## BEGIN INFORMATION SHOWN
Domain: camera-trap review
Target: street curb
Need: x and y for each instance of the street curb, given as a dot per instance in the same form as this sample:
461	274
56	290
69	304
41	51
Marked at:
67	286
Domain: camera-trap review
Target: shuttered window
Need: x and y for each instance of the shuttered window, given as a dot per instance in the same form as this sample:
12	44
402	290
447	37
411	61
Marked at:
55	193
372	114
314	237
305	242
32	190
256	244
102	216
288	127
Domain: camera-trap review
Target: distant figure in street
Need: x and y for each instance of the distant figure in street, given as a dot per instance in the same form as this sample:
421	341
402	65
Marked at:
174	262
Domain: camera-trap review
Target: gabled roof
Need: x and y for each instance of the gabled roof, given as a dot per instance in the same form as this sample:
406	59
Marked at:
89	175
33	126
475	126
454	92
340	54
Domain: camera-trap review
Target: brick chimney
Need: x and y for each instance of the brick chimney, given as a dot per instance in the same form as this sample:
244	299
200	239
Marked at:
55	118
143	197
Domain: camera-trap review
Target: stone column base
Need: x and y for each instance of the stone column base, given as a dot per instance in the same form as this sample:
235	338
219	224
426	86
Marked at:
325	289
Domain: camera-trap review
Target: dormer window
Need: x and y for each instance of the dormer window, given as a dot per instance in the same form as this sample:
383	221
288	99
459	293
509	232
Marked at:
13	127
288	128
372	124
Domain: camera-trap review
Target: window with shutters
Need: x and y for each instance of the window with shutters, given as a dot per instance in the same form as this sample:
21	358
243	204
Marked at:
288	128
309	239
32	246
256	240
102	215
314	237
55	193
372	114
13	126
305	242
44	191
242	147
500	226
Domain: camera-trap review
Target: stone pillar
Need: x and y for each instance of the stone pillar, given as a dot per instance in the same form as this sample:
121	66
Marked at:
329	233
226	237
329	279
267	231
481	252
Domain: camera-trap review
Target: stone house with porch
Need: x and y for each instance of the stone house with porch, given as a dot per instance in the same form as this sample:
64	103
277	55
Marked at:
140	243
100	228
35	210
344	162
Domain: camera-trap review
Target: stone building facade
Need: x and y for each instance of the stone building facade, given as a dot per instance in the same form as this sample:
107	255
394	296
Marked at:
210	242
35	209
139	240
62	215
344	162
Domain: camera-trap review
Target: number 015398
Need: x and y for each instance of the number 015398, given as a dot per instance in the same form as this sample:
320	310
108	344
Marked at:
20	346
## END INFORMATION SHOWN
# [WHAT IS BEING ASKED]
Write out each line of the data above again, exactly as given.

# [THE RESPONSE]
Domain: camera-trap review
Target: street curb
Need: x and y for each instance of the street curb, given as a dot per instance in the same form as this sample:
461	274
56	290
69	304
41	51
Marked at:
67	286
Domain: camera-trap review
Target: shuttered window
Need: x and y for each instance of the shuttered window, given as a dot per instance in the same form as this sample:
12	44
402	290
447	37
411	61
Marked at:
55	193
372	114
314	237
305	242
32	190
256	244
102	216
288	127
Domain: camera-trap review
Target: distant figure in street
Need: x and y for each instance of the distant figure in street, given as a dot per instance in the same form as this sample:
421	341
402	65
Marked at:
174	262
Domain: camera-trap review
Target: gabled roof
Need: x and y for each instance of the gabled roof, given as a dot per instance in the same form as this sample:
406	59
Marked at:
89	175
33	126
475	126
454	92
340	54
Domain: camera-trap review
Target: brick chimney
Need: x and y for each instance of the brick chimney, given as a dot per instance in the same form as this sample:
244	299
200	239
Marked at:
55	118
143	197
Domain: camera-trap review
Target: stone column base
Need: x and y for each instance of the stone column base, given as a dot per instance in the same form as this sample:
235	338
219	224
426	86
Marked at:
325	289
Domain: camera-trap review
Target: dormer window
Need: x and y for each instance of the dormer window, given as a dot per instance in the same form as this sample:
383	221
288	99
459	293
509	232
Marked at:
13	127
288	128
372	124
Domain: camera-trap review
Target: window with shutters
Need: x and y for each instance of the window with shutters, given as a dot per instance in the same form as this sample:
21	358
243	204
Marked at:
288	128
309	239
32	246
256	240
102	215
314	237
55	193
372	114
13	126
305	242
44	191
242	147
500	226
Domain: camera-trap review
Target: stone pillar
Need: x and y for each instance of the stone pillar, given as a dot per instance in the same form as this sample:
121	66
Marked at:
329	233
226	237
329	279
267	231
481	252
Domain: camera-trap review
Target: stone house with porch
Need: x and y for each instance of the stone house with porch, given as a dot per instance in the same form as this sample:
64	103
277	55
Marked at:
140	243
100	228
35	210
344	162
Domain: camera-trap review
Target: stone building facade
Need: x and y for each instance of the stone building facade, given as a dot per instance in the same form as this sample:
107	255
394	296
Marked at:
210	242
35	209
139	240
62	215
344	162
Domain: camera-trap review
Target: number 015398
Need: x and y for each instance of the number 015398, given as a dot per instance in the same form as this sample:
320	310
108	344
Marked at:
20	346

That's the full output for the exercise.